- [TEXT BLOCK]:
::::::::::
About :
We are recruiting on behalf of a leading global financial technology organization (full-time opportunity on the client's payroll) that is committed to delivering best-in-class service reliability and performance.
As part of its continued investment in platform stability and operational excellence, the organization is expanding its Site Reliability Engineering (SRE) team to support a highly available 24x7 FX trading environment.
We are looking for a highly motivated and technically talented Senior Application SRE who will focus on application monitoring, automation, and optimization to enhance system stability, minimize downtime, and improve overall user experience.
The ideal candidate will bring strong problem-solving skills, experience working with large-scale distributed systems, and a deep understanding of software and infrastructure reliability principles. This role offers an opportunity to work on mission-critical applications in a fast-paced, high-performance environment where reliability and operational excellence are key priorities.
Responsibilities
- Ensure the reliability, performance, and availability of applications through proactive monitoring and automation.
- Develop and maintain real-time monitoring, alerting, and logging systems to detect and resolve issues before they impact customers.
- Automate manual operations, including application deployment, configuration, scaling, and recovery.
- Collaborate with software engineering teams to integrate reliability best practices into the development lifecycle.
- Conduct root cause analysis (RCA) and implement preventive measures to mitigate recurring issues.
::::::::::
- [TASKS FOR THIS EXERCISE]:
• A. Answer these questions from the SRE job posting above:
(i) What kind of environment is the expanded Site Reliability Engineering team meant to support?
(ii) Which three areas will the Senior Application SRE focus on?
(iii) What does the role carry out to mitigate recurring issues?
• B. Write the next part of the SRE job posting, picking up after its final line.

- [SUPPLIED RECORDS]:
::::::::::
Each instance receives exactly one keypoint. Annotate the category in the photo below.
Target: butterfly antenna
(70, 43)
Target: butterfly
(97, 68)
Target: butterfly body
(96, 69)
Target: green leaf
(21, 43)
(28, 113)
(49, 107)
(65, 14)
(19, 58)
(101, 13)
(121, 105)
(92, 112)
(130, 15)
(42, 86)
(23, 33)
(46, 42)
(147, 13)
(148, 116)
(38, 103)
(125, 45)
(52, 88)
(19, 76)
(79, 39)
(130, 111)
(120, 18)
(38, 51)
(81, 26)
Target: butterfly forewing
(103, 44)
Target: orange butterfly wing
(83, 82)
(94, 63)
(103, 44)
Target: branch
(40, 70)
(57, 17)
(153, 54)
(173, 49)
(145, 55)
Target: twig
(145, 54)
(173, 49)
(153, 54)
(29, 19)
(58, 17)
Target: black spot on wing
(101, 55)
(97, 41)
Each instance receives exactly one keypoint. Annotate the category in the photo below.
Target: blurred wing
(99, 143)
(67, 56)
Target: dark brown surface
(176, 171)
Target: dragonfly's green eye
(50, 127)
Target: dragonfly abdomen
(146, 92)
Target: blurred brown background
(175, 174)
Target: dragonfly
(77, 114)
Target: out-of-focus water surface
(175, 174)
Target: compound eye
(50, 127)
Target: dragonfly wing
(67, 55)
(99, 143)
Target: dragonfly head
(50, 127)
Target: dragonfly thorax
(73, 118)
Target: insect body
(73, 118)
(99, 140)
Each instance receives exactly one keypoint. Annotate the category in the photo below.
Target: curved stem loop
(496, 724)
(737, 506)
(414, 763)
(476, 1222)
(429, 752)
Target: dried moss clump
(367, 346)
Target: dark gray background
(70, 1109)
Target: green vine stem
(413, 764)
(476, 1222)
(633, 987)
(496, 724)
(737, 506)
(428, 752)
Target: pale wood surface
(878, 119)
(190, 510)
::::::::::
- [THE RESULTS]:
• A.
(i) A highly available 24x7 FX trading environment.
(ii) Application monitoring, automation, and optimization.
(iii) Root cause analysis (RCA), followed by preventive measures.

• B.
- Support a 24x7 distributed enterprise environment across multiple global data centers.
- Work closely with Support to enhance incident response processes, ensuring fast and effective resolution of technical escalations.
- Participate in on-call rotations to support critical application issues and outages.
- Maintain and optimize CI,CD pipelines to ensure fast and reliable application releases.
- Enhance system security by managing SSL certificates, encryption, and authentication mechanisms.
- Foster a culture of continuous improvement by evaluating new tools, frameworks, and methodologies to enhance system reliability.
Requirements
- Bachelor’s degree in Computer Science, Engineering, or a related field, or equivalent experience.
- 5+ years of experience in a similar role, focusing on application reliability, automation, and performance optimization.
- Strong expertise in Linux and Windows system administration.
- Proficiency in at least one scripting language (e.g., Python, Shell, Perl, JavaScript).
- Experience with Docker, Kubernetes, or containerization technologies.
- Familiarity with CI,CD tools like Jenkins and deployment automation frameworks.
- Hands-on experience with monitoring and observability tools (e.g., Prometheus, Grafana, ELK Stack, New Relic, Datadog).
- Understanding of networking concepts (TCP,IP, DNS, load balancing, firewalls).
- Experience with configuration management tools like Ansible, Salt, or Puppet.
- Strong debugging and troubleshooting skills across application, database, and infrastructure layers.
- Ability to work in a fast-paced, high-pressure environment with multiple priorities.
- Excellent communication and collaboration skills to work effectively with engineering and support teams.
Nice-to-Have Skills
- Experience in the financial services or trading industry.
- Knowledge of distributed computing, cloud platforms (AWS, GCP, Azure).
- Exposure to security best practices and compliance standards.
- Familiarity with incident management frameworks (ITIL, SRE best practices, or similar methodologies).
Experience and education
Bachelor’s degree in Computer Science, Engineering, or a related field, or equivalent experience.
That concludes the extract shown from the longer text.